▶ [Goal of the exercise]: Every record has to be written out exactly, with no line missing.

Segment Start: Material provided

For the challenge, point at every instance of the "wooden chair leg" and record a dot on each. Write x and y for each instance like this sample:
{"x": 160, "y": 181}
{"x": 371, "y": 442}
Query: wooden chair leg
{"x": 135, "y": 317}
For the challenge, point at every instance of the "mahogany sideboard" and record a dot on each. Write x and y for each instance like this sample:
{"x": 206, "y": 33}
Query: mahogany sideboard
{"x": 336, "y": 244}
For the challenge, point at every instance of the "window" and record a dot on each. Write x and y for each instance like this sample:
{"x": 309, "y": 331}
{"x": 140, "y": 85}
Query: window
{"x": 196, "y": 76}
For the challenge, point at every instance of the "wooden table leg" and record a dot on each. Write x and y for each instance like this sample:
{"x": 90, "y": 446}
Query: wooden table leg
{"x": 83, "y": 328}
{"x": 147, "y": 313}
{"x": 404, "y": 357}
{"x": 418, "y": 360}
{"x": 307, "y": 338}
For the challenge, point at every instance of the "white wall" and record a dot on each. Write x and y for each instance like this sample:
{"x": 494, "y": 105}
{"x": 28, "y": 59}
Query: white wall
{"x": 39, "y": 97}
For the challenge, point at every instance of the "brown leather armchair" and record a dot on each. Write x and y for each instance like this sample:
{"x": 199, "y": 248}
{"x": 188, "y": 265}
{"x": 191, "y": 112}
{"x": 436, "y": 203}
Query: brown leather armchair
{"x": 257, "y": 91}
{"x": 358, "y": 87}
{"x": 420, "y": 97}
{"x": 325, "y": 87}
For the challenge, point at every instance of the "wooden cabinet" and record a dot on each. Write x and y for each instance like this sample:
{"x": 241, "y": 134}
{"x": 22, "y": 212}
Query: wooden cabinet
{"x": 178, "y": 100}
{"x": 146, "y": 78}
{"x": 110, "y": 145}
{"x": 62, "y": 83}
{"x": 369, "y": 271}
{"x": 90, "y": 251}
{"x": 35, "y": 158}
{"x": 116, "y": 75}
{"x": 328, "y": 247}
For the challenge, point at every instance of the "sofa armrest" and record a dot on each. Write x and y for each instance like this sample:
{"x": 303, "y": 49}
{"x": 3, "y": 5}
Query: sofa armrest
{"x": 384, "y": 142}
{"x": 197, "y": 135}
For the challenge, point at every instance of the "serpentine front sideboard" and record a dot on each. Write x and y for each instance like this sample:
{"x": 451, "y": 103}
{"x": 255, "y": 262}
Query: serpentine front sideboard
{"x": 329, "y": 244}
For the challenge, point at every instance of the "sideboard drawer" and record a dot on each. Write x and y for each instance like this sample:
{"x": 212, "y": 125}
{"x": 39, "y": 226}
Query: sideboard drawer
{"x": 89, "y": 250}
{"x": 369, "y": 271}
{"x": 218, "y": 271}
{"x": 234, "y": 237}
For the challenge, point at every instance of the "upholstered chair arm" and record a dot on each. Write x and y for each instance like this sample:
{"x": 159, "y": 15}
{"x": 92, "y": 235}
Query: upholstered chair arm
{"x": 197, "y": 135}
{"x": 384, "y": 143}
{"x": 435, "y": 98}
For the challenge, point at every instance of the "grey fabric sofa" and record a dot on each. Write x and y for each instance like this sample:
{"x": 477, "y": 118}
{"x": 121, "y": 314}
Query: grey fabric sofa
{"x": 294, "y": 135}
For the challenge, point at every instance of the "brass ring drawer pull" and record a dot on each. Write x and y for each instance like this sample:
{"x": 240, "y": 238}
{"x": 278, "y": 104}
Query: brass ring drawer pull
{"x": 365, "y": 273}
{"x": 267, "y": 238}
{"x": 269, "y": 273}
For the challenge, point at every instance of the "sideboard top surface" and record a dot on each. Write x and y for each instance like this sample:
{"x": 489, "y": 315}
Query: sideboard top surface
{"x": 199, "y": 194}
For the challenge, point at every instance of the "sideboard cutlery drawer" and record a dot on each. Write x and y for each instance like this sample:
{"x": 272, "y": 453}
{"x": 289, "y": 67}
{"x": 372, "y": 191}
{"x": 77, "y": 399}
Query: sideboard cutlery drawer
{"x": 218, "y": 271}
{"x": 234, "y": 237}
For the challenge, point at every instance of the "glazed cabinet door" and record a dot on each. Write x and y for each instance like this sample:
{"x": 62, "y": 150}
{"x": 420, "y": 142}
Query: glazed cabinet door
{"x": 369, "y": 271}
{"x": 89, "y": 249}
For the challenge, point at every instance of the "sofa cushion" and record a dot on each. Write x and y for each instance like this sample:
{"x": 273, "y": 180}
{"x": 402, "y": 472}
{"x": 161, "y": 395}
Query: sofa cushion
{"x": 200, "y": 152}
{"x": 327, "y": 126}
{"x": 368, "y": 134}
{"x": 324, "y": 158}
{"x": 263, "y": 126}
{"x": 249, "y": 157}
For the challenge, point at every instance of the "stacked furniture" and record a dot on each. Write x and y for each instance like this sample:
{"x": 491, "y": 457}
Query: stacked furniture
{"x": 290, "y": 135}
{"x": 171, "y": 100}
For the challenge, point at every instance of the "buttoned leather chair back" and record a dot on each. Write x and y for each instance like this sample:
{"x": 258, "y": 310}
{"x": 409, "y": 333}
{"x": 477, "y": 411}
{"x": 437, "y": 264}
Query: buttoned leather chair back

Segment End: Material provided

▶ [Response to this task]:
For the challenge, point at every instance of the "wooden chair leg" and record a dot on each. Write x and y for each instance like this sample:
{"x": 160, "y": 181}
{"x": 371, "y": 442}
Query: wooden chair leg
{"x": 135, "y": 317}
For the challenge, point at every instance of the "mahogany sideboard" and record a dot on each. Write x and y for each instance like this sample:
{"x": 206, "y": 33}
Query: mahogany sideboard
{"x": 336, "y": 244}
For the challenge, point at every instance of the "window" and record a dot on each. Write x and y for each instance like this sample:
{"x": 309, "y": 331}
{"x": 140, "y": 85}
Query: window
{"x": 196, "y": 76}
For the challenge, point at every instance of the "wooden table leg" and record a dot on each. Write x and y for each instance like this sample:
{"x": 90, "y": 446}
Query: wooden table leg
{"x": 83, "y": 328}
{"x": 147, "y": 313}
{"x": 404, "y": 357}
{"x": 418, "y": 360}
{"x": 307, "y": 338}
For the challenge, point at every instance of the "white wall" and record a dot on each. Write x and y for each instance like this sample:
{"x": 494, "y": 105}
{"x": 28, "y": 59}
Query: white wall
{"x": 39, "y": 97}
For the challenge, point at every instance of the "brown leather armchair" and record a dot on each. Write x and y for each instance like this sample:
{"x": 199, "y": 248}
{"x": 188, "y": 265}
{"x": 191, "y": 112}
{"x": 436, "y": 203}
Query: brown leather armchair
{"x": 257, "y": 91}
{"x": 358, "y": 87}
{"x": 420, "y": 97}
{"x": 325, "y": 87}
For the challenge, point at every instance of the "wooden cabinet" and record a dot on each. Write x and y for each instance like this sample:
{"x": 241, "y": 134}
{"x": 22, "y": 212}
Query: wooden cabinet
{"x": 178, "y": 100}
{"x": 146, "y": 78}
{"x": 110, "y": 145}
{"x": 62, "y": 83}
{"x": 369, "y": 271}
{"x": 90, "y": 251}
{"x": 35, "y": 158}
{"x": 116, "y": 75}
{"x": 328, "y": 247}
For the challenge, point at every instance of the "sofa armrest" and record a dot on each. Write x and y for each instance like this sample:
{"x": 303, "y": 49}
{"x": 3, "y": 5}
Query: sofa armrest
{"x": 384, "y": 142}
{"x": 197, "y": 135}
For the challenge, point at every instance of the "serpentine front sideboard" and record a dot on each. Write x and y for each instance like this sample:
{"x": 451, "y": 103}
{"x": 255, "y": 262}
Query: serpentine front sideboard
{"x": 329, "y": 244}
For the challenge, point at every instance of the "sideboard drawer" and record a dot on each. Write x and y for each instance like this sample:
{"x": 212, "y": 125}
{"x": 39, "y": 226}
Query: sideboard drawer
{"x": 89, "y": 250}
{"x": 369, "y": 271}
{"x": 218, "y": 271}
{"x": 234, "y": 237}
For the challenge, point at every instance of the "upholstered chair arm" and record a dot on each. Write x and y for each instance like this sample:
{"x": 159, "y": 15}
{"x": 92, "y": 235}
Query: upholstered chair arm
{"x": 197, "y": 135}
{"x": 384, "y": 143}
{"x": 435, "y": 98}
For the challenge, point at every instance of the "grey fabric sofa" and record a dot on each. Write x and y for each instance like this sample:
{"x": 477, "y": 118}
{"x": 121, "y": 314}
Query: grey fabric sofa
{"x": 294, "y": 135}
For the challenge, point at every instance of the "brass ring drawer pull" and record a dot on each. Write x and y for each instance like this sample:
{"x": 240, "y": 238}
{"x": 278, "y": 104}
Query: brass ring drawer pull
{"x": 365, "y": 273}
{"x": 267, "y": 238}
{"x": 269, "y": 273}
For the challenge, point at every instance of the "sideboard top surface" and record a dot on each. Write x and y for each instance like this sample:
{"x": 489, "y": 315}
Query: sideboard top surface
{"x": 199, "y": 194}
For the challenge, point at every instance of the "sideboard cutlery drawer" and record a dot on each. Write x and y for each instance like this sample:
{"x": 272, "y": 453}
{"x": 289, "y": 67}
{"x": 372, "y": 191}
{"x": 77, "y": 399}
Query: sideboard cutlery drawer
{"x": 218, "y": 271}
{"x": 234, "y": 237}
For the challenge, point at every instance of the "glazed cabinet door" and record a dot on each. Write x and y for each instance like this sample:
{"x": 62, "y": 150}
{"x": 420, "y": 142}
Query: glazed cabinet door
{"x": 369, "y": 271}
{"x": 89, "y": 249}
For the challenge, point at every instance of the "sofa cushion" and record a dot on each. Write x and y for each instance like this sample:
{"x": 273, "y": 180}
{"x": 402, "y": 472}
{"x": 161, "y": 395}
Query: sofa cushion
{"x": 200, "y": 152}
{"x": 327, "y": 126}
{"x": 368, "y": 134}
{"x": 324, "y": 158}
{"x": 263, "y": 126}
{"x": 249, "y": 157}
For the challenge, point at every instance of the "stacked furniture" and record a dot on each. Write x and y for each instance like this sample:
{"x": 491, "y": 457}
Query: stacked furniture
{"x": 290, "y": 135}
{"x": 171, "y": 100}
For the challenge, point at every instance of the "buttoned leather chair back" and record a dot on each. Write x and y for each instance like this sample:
{"x": 258, "y": 310}
{"x": 409, "y": 333}
{"x": 477, "y": 411}
{"x": 437, "y": 264}
Query: buttoned leather chair back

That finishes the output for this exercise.